TASK STATEMENT:
Continue the profile of swimwear designer Maayan Sherris and her collection Family from the point where it ends.

Last week, designer Maayan Sherris—whose first name means water in Hebrew—sat beside a mound of neon bathing suits on the floor of her sun-drenched Upper West Side apartment, wearing a messy bun, multi-leveled gold necklaces, and a rippling lemon meringue top from her new collection, Family. She had gotten to know the walls of her beautifully white apartment well, after huddling between them for 70 days—hunched over a russet-brown high-top table—hand-cutting, -sewing, and fitting each individual swimsuit for her new season, hoping to escape the thought that summer might be canceled in the heat of COVID-19.
Just a few months earlier, she was jetsetting from Tel Aviv to Senegal to Rockaway Beach with her best friend and photographer, Mayan Toledano. Together, they scouted families—sisters, husbands and wives, mothers and daughters—to capture on camera in Sherris suits. When the pandemic hit New York City like a tidal wave in March, she’d emerge from its waves with new plans for Family, and surface a new meaning in the season’s title.

INPUT DATA:
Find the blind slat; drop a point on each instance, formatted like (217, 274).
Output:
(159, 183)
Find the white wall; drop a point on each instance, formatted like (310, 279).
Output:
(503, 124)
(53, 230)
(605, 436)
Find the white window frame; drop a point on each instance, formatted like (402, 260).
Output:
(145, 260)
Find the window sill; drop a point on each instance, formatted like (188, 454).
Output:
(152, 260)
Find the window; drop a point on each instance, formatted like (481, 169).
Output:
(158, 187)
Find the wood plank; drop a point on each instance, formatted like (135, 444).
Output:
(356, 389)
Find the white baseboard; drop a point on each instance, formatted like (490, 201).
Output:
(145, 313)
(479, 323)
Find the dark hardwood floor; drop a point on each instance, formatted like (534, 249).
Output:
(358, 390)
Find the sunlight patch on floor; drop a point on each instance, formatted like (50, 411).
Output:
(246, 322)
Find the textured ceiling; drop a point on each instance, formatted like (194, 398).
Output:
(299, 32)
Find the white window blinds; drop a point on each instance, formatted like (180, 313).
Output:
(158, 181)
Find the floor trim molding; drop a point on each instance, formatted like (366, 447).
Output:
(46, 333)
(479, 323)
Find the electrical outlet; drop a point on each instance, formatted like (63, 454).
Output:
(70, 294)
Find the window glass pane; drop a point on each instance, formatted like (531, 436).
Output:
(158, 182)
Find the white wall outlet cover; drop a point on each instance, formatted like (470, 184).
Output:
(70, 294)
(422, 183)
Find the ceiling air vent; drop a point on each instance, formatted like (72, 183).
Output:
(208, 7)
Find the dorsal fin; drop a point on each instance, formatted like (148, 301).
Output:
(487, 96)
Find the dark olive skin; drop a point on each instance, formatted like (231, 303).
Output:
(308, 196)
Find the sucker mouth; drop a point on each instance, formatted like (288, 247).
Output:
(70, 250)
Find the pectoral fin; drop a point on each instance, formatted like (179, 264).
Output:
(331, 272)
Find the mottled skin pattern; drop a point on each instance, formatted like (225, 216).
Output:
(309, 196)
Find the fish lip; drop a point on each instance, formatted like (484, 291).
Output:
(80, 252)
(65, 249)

THE ANSWER:
Growing up on a kibbutz, a planned community in rural Israel in which families share clothes, food, and money, taking turns with responsibilities like laundry and childrearing, Maayan Sherris was accustomed to “family” as an action word. But in a commune, equality goes hand in hand with uniformity, and some part of her craved creative freedom. As a child, she remembers doodling elaborate hairdos and outfits in her school notebooks—or, as she puts it,“things that don’t exist on a kibbutz.”
After serving in the Israeli army—another place full of sameness, and an experience she prefers not to talk about—she packed her bags and hopped seven time zones to New York City, where she studied sustainable fashion at Parsons School of Design on a scholarship.
“I am blessed that I got the education I got,” she says. “But the differences in class were so vivid. I was in the financial aid office every day.” Shaped by her experience as an immigrant to the U.S., with a unique opportunity to study fashion at no cost, Maayan says she doesn’t believe money, race, gender identity, or size should preclude anyone from the industry.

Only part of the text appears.